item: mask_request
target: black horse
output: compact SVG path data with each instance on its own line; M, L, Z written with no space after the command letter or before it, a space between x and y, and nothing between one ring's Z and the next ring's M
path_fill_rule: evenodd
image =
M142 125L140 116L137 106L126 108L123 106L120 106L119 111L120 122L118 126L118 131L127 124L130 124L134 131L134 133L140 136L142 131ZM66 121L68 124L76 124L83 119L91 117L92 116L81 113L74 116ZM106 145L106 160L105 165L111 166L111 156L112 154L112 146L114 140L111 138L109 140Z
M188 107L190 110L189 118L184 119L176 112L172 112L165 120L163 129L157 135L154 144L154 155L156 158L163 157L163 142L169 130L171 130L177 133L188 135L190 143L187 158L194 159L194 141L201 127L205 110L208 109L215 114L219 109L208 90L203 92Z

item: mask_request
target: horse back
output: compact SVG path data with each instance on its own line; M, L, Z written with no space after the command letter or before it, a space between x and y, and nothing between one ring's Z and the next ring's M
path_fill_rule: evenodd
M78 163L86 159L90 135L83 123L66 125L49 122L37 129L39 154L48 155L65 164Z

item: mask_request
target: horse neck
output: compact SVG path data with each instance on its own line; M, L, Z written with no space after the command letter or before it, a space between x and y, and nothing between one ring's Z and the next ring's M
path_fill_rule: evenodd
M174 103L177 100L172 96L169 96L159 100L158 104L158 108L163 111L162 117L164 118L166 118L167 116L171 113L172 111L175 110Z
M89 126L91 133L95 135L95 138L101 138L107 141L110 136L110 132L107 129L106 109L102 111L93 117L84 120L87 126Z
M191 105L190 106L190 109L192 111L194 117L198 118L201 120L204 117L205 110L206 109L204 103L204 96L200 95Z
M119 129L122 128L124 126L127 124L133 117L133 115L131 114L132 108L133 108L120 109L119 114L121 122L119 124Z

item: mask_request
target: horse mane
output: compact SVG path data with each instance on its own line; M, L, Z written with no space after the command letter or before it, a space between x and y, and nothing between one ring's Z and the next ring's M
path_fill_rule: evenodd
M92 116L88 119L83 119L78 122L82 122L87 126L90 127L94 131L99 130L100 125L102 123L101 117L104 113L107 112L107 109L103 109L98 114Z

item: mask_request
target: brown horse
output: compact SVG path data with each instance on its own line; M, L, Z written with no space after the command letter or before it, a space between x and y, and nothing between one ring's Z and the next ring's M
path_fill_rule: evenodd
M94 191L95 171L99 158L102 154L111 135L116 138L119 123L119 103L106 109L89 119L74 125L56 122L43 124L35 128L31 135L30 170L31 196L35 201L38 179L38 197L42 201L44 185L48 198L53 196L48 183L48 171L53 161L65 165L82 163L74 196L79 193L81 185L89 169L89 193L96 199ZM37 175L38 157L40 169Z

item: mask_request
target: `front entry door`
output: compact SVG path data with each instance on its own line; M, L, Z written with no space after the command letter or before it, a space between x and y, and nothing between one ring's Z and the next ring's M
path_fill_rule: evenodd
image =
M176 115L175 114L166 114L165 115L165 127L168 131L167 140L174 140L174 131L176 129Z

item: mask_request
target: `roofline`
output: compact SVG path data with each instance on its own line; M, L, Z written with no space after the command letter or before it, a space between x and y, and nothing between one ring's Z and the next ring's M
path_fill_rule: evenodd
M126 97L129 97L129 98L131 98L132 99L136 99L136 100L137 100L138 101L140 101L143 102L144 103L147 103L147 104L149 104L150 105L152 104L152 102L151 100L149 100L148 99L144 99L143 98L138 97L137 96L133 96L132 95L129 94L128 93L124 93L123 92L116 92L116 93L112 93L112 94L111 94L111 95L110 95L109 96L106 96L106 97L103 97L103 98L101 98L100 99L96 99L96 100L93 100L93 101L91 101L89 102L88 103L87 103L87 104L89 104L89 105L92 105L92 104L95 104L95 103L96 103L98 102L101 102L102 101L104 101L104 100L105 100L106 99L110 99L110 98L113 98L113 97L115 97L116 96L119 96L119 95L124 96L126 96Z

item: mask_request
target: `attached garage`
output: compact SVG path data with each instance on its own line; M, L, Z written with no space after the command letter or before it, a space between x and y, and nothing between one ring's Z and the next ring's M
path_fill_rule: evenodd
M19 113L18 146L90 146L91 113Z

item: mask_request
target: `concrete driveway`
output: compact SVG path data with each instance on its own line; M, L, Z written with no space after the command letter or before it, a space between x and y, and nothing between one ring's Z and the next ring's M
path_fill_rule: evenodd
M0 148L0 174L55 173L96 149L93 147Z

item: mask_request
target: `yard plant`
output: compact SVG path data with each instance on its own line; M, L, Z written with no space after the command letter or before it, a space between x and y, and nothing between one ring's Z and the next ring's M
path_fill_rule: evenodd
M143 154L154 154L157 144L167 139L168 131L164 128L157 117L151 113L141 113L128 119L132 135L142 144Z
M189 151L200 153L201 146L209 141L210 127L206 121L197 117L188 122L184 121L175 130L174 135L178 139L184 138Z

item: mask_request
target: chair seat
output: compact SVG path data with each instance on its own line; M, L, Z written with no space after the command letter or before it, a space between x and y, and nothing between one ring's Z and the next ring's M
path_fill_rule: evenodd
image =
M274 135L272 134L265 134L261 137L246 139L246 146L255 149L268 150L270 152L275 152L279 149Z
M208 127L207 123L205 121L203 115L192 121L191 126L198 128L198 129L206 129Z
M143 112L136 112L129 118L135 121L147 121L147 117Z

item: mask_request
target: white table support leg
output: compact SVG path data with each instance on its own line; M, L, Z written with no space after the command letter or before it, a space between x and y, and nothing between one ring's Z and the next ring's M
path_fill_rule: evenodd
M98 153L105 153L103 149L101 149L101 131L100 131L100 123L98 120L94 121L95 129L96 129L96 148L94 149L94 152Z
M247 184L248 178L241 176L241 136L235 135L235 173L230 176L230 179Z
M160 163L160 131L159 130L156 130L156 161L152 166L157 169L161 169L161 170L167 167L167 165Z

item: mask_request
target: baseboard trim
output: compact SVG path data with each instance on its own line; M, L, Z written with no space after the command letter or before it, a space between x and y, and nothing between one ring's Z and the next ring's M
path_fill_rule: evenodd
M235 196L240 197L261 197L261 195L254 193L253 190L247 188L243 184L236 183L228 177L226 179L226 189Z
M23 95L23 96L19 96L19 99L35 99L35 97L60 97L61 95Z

• _OBJECTIVE_
Pull out every line of the rows that contains the string "horse", matching case exactly.

• _RESULT OF THE TASK_
target: black horse
target: horse back
target: horse neck
target: horse mane
target: brown horse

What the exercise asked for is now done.